MATERIAL:
━━━

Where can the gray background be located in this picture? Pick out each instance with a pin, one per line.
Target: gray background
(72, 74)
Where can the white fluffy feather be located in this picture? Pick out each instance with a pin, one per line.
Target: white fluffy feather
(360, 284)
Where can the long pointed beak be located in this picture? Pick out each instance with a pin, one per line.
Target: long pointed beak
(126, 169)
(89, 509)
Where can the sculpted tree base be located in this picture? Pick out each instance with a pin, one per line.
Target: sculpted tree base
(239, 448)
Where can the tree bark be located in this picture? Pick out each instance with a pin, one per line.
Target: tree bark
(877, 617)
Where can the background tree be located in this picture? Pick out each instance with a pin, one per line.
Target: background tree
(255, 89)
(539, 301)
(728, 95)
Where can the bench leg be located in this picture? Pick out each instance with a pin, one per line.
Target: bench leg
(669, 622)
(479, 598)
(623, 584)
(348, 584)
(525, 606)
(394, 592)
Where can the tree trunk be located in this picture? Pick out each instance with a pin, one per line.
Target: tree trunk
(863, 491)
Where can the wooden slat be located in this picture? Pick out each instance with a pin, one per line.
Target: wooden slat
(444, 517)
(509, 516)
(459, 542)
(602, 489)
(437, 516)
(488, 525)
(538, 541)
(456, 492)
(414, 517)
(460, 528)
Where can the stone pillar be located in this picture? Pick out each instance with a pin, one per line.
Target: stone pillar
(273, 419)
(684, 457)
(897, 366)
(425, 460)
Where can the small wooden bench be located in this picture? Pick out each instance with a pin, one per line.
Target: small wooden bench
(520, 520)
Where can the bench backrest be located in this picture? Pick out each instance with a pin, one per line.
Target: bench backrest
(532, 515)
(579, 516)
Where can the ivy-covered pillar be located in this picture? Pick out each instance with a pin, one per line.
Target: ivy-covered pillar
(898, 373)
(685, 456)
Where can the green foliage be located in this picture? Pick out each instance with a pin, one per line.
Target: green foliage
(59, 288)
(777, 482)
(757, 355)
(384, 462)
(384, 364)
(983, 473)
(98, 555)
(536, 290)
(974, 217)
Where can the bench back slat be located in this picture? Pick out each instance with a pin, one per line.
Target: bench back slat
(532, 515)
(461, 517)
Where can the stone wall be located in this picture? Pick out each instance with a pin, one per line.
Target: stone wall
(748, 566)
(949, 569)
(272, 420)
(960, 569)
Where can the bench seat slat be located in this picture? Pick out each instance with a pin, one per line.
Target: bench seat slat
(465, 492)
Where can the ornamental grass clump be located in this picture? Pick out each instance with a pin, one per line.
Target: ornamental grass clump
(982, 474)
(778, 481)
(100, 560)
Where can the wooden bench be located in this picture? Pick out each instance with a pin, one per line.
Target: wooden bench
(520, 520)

━━━

PROBLEM DESCRIPTION:
Rewrite every line of the items above as a numbered list, leaving out any blank lines.

SOLUTION TO THIS PROBLEM:
1. Where can the gray background be located in this picture? Pick out each instance with a pin, one per line.
2. Target: gray background
3. (72, 74)
4. Where can the white fluffy feather be located in this picture? Pick out each instance with a pin, one per line.
5. Target: white fluffy feather
6. (360, 284)
7. Where can the long pointed beak be located in this picture? Pick out each instance with a pin, one per line.
8. Target: long pointed beak
9. (126, 169)
10. (89, 509)
11. Where can the sculpted tree base be located in this picture? Pick out each instance with a pin, one per line.
12. Target: sculpted tree base
13. (239, 448)
14. Where can the tree bark be located in this picture? Pick out each instance with a pin, one per line.
15. Target: tree bark
16. (877, 617)
17. Where can the background tree be located in this picture? Pick out each instance with a pin, one per line.
18. Target: background tree
19. (255, 89)
20. (539, 301)
21. (728, 95)
22. Where can the bench leg be located in this picture? Pick out each instance with a pin, one per line.
23. Target: bench leg
24. (669, 622)
25. (479, 598)
26. (623, 584)
27. (348, 584)
28. (525, 606)
29. (394, 592)
30. Where can the tree trunk be located in this picture? Pick out each instance with a pin, one per line.
31. Target: tree trunk
32. (863, 491)
33. Where can the wooden slat be located in this picture? Pick out each instance with a pin, one per line.
34. Target: wooden slat
35. (444, 517)
36. (509, 516)
37. (459, 542)
38. (602, 489)
39. (437, 516)
40. (488, 525)
41. (538, 541)
42. (456, 492)
43. (414, 517)
44. (460, 528)
45. Where can the stone pillar be located in this picture? Pick out each instance with a pin, one per line.
46. Target: stone pillar
47. (273, 419)
48. (684, 457)
49. (897, 366)
50. (425, 460)
51. Where can the small wooden bench be located in this picture? Pick out each instance with a pin, one per line.
52. Target: small wooden bench
53. (520, 520)
54. Where can the bench backrest be located in this picture? Pick out each instance with a pin, one per line.
55. Target: bench backrest
56. (532, 515)
57. (579, 516)
58. Where can the ivy-covered pillar be located in this picture? Pick out each instance with a pin, one per line.
59. Target: ivy-covered pillar
60. (898, 373)
61. (685, 456)
62. Where can the green foliage be located in this picture? Pick out each instance with a pin, one per line.
63. Target: green foliage
64. (59, 288)
65. (777, 482)
66. (757, 355)
67. (384, 462)
68. (384, 364)
69. (983, 473)
70. (98, 555)
71. (536, 290)
72. (974, 217)
73. Where can the bench back slat be located in this picture? Pick out each instance with a pin, one per line.
74. Target: bench back slat
75. (532, 515)
76. (461, 517)
77. Where can the stone wall be located in this picture? Pick out each instance with a pin, one per line.
78. Target: stone wall
79. (748, 566)
80. (949, 569)
81. (272, 420)
82. (960, 569)
83. Where can the bench seat slat be located in this picture? Pick out each instance with a pin, one per line.
84. Target: bench seat slat
85. (465, 492)
86. Where can the ornamental grass clump be located in this picture? Pick out each instance with a pin, one per line.
87. Target: ornamental grass clump
88. (982, 474)
89. (778, 481)
90. (100, 560)
91. Where can the wooden bench be located in this picture? Pick out each instance with a pin, one per line.
92. Target: wooden bench
93. (520, 520)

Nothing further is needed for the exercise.